• _DOCUMENT TEXT_:
** start **

The Tuvalu experience

The experience of Tuvalu in the development of solar PV power is instructive because it indicates that solar PV systems can be used effectively to tap the solar resource (see Annex I for a brief description of Tuvalu). In Tuvalu, the chief agency responsible for developing solar PV energy is TSECS, which was formed in 1984 by the Save the Children Foundation (USA) with seed money from the U.S. Agency for International Development (USAID). TSECS is a commercial enterprise, registered under Tuvalu's Cooperative Society Act, with a charter to promote solar electricity for household lighting on the outer islands.

Initially, TSECS installed 170 single-panel 35 Wp PV systems intended to provide minimal household lighting. The systems were scaled based on estimates from user surveys, but actual use turned out to be higher than the estimates, so the systems were undersized in practice. In addition, they did not include charge/discharge controllers for the storage batteries (see Annex 2 for technical details on sizing a system, controllers, and batteries). This lack caused battery failures, often within six months of installation. In 1985, a European Community (EC) project provided an additional 150 units. Although these units had charge/discharge controllers, the poor design of the controllers caused problems. Moreover, even with the 42 Wp panel provided, the systems were still undersized. Finally, the battery chosen for the EC project proved unsatisfactory. The component problems and design flaws of these initial systems were overcome through a French government grant, which provided 200 replacement batteries and controllers, thereby making all the systems operational.

** end **

• _SOURCE EXCERPT_:
** start **

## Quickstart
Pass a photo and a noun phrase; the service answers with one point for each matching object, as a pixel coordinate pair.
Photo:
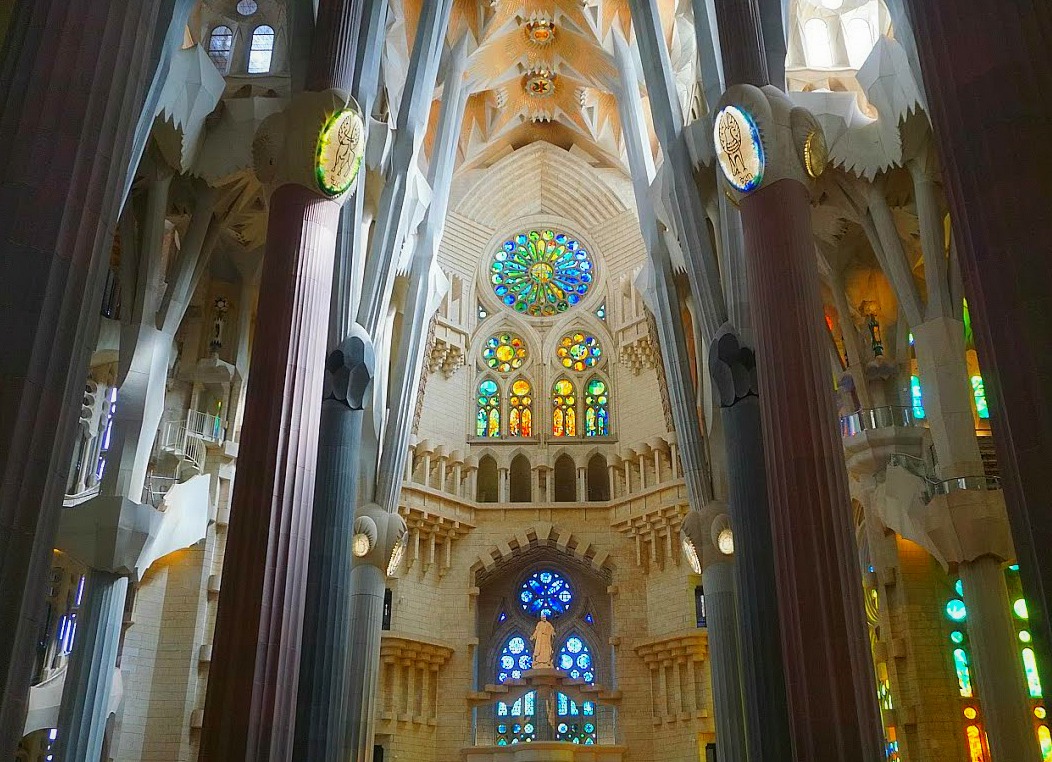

** end **

• _JOB 1_: Copy out the passage on Tuvalu's solar power from "The Tuvalu experience" up to and including "the outer islands.".
• _JOB 2_: Pick up the account of Tuvalu's solar PV development where it stops and carry it forward.

• _EXERCISE OUTPUT 1_:
The Tuvalu experience

The experience of Tuvalu in the development of solar PV power is instructive because it indicates that solar PV systems can be used effectively to tap the solar resource (see Annex I for a brief description of Tuvalu). In Tuvalu, the chief agency responsible for developing solar PV energy is TSECS, which was formed in 1984 by the Save the Children Foundation (USA) with seed money from the U.S. Agency for International Development (USAID). TSECS is a commercial enterprise, registered under Tuvalu's Cooperative Society Act, with a charter to promote solar electricity for household lighting on the outer islands.

• _EXERCISE OUTPUT 2_:
The other problematic aspect of the system was the customers' frequent complaints that the single-panel systems provided inadequate power. Independent studies by the Pacific Energy Development Programme (PEDP) and the Energy Studies Unit (ESU) of the University of the South Pacific confirmed this. Hence, on the recommendations of PEDP and ESU, the EC agreed to upgrade the initial 170 single-panel systems to two panels of 42 Wp each and to provide replacements for the poor-quality controllers, lights, and batteries received under the 1985 scheme. Now that the upgrade project is complete, nearly all the TSECS systems have two PV panels, a reliable 100 Ah battery, and a charge/discharge controller that has been well proven in thousands of Pacific island installations.

Thus, after several years of trial and error, TSECS is now able to provide reliable PV-based electricity for lighting needs on a fee-for-service basis to about 300 households on the outer islands. Solar lighting kits have also been installed on eight community meeting houses. At present, the membership in the cooperative is limited by the availability of new PV units and not by the number of households willing to join TSECS. Though technical problems have kept many systems from performing to the full expectations of the users, the high on-time fee collection rate and the waiting list for new installations indicate that customers generally are satisfied. At present, TSECS does not have the capital to provide new installations and must rely on donors. The EC will be providing an additional 175 systems in 1993-94, bringing the total TSECS customer base to nearly 500.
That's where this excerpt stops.